Teks dokumen:
^^^^^^^^

Pada kasus Bu Yuni, ternyata ia sama sekali tidak merasakan kedamaian. Hal ini tampak dalam kehidupannya. Bu Yuni, dalam upaya mencapai targetnya, ternyata tidak mendapat dukungan dari suaminya. Bu Yuni tetap memaksakan kehendaknya. Ia bersikeras bahwa dengan keyakinannya yang pasti ia akan dapat mencapai apapun yang ia inginkan.

Apa yang terjadi? Bu Yuni sering ribut dengan suaminya dan selalu tampak murung dan stress.

Bila keyakinan kita bersifat ekologis, didasari dengan pikiran yang benar dan kebijaksanaan, maka saat kita bekerja keras dan giat untuk mencapai impian-impian kita, pikiran dan hati kita akan tetap merasa tenang, damai, dan bahagia. Ini adalah satu aspek penting yang jarang sekali diperhatikan oleh kebanyakan orang.

Perasaan tenang, damai, dan bahagia merupakan indikasi bahwa apa yang kita lakukan benar-benar kita yakini akan berhasil. Kita hanya tinggal melakukan kerjanya saja dan sukses sudah pasti akan kita dapatkan. Sukses hanyalah efek samping yang pasti akan terjadi.

^^^^^^^^

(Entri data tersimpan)
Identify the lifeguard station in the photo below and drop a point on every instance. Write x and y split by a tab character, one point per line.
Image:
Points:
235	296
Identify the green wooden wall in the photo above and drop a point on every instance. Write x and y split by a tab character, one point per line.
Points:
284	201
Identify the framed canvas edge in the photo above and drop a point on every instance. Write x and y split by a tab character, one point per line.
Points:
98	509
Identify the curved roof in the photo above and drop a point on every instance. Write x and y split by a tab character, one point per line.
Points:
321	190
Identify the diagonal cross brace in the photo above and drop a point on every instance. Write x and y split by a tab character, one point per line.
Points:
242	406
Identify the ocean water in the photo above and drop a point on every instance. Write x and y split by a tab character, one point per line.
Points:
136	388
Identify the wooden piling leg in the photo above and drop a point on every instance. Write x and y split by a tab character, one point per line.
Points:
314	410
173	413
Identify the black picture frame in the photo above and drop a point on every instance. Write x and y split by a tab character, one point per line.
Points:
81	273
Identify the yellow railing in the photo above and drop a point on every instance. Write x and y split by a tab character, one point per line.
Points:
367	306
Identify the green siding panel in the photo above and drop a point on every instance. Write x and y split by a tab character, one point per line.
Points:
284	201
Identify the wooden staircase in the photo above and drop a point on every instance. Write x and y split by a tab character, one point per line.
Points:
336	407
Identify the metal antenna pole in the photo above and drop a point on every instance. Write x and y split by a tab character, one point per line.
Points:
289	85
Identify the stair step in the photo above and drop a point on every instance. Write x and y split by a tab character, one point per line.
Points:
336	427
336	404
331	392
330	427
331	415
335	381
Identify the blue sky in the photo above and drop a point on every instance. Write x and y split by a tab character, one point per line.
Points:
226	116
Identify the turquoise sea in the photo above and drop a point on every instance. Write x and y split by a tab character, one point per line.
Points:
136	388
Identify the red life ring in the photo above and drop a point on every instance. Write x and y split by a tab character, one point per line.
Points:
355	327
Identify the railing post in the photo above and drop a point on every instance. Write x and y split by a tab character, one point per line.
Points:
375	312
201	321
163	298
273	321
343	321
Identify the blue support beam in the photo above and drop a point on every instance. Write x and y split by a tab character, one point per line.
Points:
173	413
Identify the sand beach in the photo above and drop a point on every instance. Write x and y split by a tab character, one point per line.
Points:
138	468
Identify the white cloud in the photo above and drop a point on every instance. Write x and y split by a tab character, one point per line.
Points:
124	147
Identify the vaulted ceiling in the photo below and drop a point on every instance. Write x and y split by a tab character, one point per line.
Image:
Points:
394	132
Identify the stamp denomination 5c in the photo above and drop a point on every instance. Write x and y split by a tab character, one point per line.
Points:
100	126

^^^^^^^^

Petunjuk tugas:
Tuliskan kembali tanpa perubahan bagian teks tentang keyakinan dan kedamaian dari "Bila keyakinan kita" sampai "pasti akan terjadi.".

Jawaban tertulis:
Bila keyakinan kita bersifat ekologis, didasari dengan pikiran yang benar dan kebijaksanaan, maka saat kita bekerja keras dan giat untuk mencapai impian-impian kita, pikiran dan hati kita akan tetap merasa tenang, damai, dan bahagia. Ini adalah satu aspek penting yang jarang sekali diperhatikan oleh kebanyakan orang.

Perasaan tenang, damai, dan bahagia merupakan indikasi bahwa apa yang kita lakukan benar-benar kita yakini akan berhasil. Kita hanya tinggal melakukan kerjanya saja dan sukses sudah pasti akan kita dapatkan. Sukses hanyalah efek samping yang pasti akan terjadi.